--- Dataset excerpts ---
------

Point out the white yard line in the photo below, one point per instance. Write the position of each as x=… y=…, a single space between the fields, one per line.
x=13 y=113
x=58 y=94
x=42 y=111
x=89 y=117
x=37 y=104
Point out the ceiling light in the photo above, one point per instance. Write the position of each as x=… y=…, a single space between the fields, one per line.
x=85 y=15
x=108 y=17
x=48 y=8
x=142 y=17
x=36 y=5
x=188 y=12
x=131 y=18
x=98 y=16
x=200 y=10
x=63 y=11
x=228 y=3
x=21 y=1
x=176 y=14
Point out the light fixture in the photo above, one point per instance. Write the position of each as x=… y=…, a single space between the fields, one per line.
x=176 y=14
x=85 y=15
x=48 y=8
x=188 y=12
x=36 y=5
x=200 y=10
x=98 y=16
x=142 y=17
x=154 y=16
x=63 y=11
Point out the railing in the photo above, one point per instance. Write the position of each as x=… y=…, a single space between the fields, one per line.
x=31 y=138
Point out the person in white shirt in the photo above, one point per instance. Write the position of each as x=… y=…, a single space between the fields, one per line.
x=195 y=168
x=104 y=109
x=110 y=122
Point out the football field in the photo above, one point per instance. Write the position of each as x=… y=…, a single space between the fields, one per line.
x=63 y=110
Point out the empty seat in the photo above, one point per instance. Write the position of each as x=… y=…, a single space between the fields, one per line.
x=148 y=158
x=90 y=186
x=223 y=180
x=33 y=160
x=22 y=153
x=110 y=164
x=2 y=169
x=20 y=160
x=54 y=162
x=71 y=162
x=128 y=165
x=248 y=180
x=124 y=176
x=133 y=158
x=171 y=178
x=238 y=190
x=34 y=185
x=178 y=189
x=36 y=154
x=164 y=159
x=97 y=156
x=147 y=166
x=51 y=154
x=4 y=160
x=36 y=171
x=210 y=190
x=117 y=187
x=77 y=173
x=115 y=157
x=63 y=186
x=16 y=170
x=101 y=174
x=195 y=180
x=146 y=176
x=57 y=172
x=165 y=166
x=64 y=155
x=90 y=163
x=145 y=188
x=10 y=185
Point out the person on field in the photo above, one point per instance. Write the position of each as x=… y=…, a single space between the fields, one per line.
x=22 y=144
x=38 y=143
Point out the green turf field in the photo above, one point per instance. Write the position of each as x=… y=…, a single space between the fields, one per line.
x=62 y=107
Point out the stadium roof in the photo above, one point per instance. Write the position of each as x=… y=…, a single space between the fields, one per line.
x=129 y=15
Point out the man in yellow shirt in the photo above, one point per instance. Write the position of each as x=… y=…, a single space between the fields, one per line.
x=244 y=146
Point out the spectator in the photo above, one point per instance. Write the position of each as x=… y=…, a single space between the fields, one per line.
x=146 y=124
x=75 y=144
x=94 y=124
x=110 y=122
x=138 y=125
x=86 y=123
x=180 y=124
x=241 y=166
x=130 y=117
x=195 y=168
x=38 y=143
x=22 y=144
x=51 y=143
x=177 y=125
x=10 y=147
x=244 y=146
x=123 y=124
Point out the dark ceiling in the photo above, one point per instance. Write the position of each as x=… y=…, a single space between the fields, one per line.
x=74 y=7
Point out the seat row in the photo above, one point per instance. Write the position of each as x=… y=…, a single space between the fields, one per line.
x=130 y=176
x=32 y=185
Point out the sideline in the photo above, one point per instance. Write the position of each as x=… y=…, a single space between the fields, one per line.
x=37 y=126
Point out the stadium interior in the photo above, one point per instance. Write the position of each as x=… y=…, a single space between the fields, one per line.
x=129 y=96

------

--- Activity ---
Give back the data exactly.

--- Result ---
Point out the white yard line in the photo below, one point per instance. Write the position of each as x=… y=…, a single space between the fields, one per line.
x=13 y=113
x=58 y=94
x=42 y=111
x=89 y=117
x=37 y=104
Point out the ceiling light in the photo above, one point per instance. Write the position of each as x=… y=…, a single space between the fields, one per line.
x=85 y=15
x=108 y=17
x=48 y=8
x=142 y=17
x=36 y=5
x=188 y=12
x=131 y=18
x=98 y=16
x=200 y=10
x=63 y=11
x=228 y=3
x=21 y=1
x=176 y=14
Point out the light fixture in the photo above, one point per instance. Write the position of each as x=… y=…, a single space between the fields, one per line.
x=176 y=14
x=85 y=15
x=48 y=8
x=188 y=12
x=36 y=5
x=200 y=10
x=98 y=16
x=142 y=17
x=154 y=16
x=63 y=11
Point out the railing in the photo above, one point per instance. Write the position of each as x=… y=…, a single space between the fields, one per line.
x=31 y=138
Point out the person in white shirt in the photo above, one point per instance. Write the position of each as x=… y=…, a single space between the fields, one per line.
x=195 y=168
x=104 y=109
x=110 y=122
Point out the football field in the photo above, one point per instance. Write the position of each as x=… y=…, a single space between the fields, one per line.
x=63 y=110
Point out the empty seat in the photo above, one point per instance. Write the position of each as x=… y=…, a single space between the fields, one per line.
x=148 y=158
x=90 y=186
x=223 y=180
x=33 y=160
x=22 y=153
x=110 y=164
x=2 y=169
x=20 y=160
x=54 y=162
x=71 y=162
x=128 y=165
x=248 y=180
x=124 y=176
x=133 y=158
x=171 y=178
x=238 y=190
x=34 y=185
x=178 y=189
x=36 y=154
x=164 y=159
x=97 y=156
x=147 y=166
x=51 y=154
x=4 y=160
x=36 y=171
x=210 y=190
x=117 y=187
x=77 y=173
x=115 y=157
x=63 y=186
x=16 y=170
x=101 y=174
x=195 y=180
x=146 y=176
x=57 y=172
x=165 y=166
x=64 y=155
x=90 y=163
x=145 y=188
x=10 y=185
Point out the person on field in the photo above, one point per instance. Write the position of each as x=… y=…, a single space between the fields, one per line.
x=22 y=144
x=38 y=143
Point out the green turf field in the photo above, one point per instance. Write the position of each as x=… y=…, a single space between the fields, one per line.
x=62 y=107
Point out the stadium roof in the photo above, one point per instance. Write the position of each as x=… y=…, a single space between the fields, one per line.
x=129 y=15
Point out the man in yellow shirt in the photo above, one point per instance. Write the position of each as x=… y=…, a single space between the fields, one per line.
x=244 y=146
Point out the spectator in the photo above, one point per instance. Write the position of each as x=… y=…, a single space between the fields, one per line.
x=146 y=124
x=75 y=144
x=94 y=124
x=110 y=122
x=138 y=125
x=86 y=123
x=180 y=124
x=241 y=166
x=130 y=117
x=195 y=168
x=38 y=143
x=22 y=144
x=51 y=143
x=177 y=125
x=10 y=147
x=244 y=146
x=123 y=124
Point out the dark ceiling in the photo above, one point per instance. Write the position of each as x=… y=…, a single space between the fields, one per line.
x=74 y=7
Point out the seat row in the photo above, one point per instance. Write the position of each as x=… y=…, a single space between the fields, one per line.
x=130 y=176
x=32 y=185
Point out the sideline in the photo above, one point per instance. Write the position of each as x=… y=…, a single space between the fields, one per line.
x=37 y=126
Point out the stadium interior in the photo above, one point per instance. Write the position of each as x=… y=…, a single space between the fields, one per line.
x=129 y=96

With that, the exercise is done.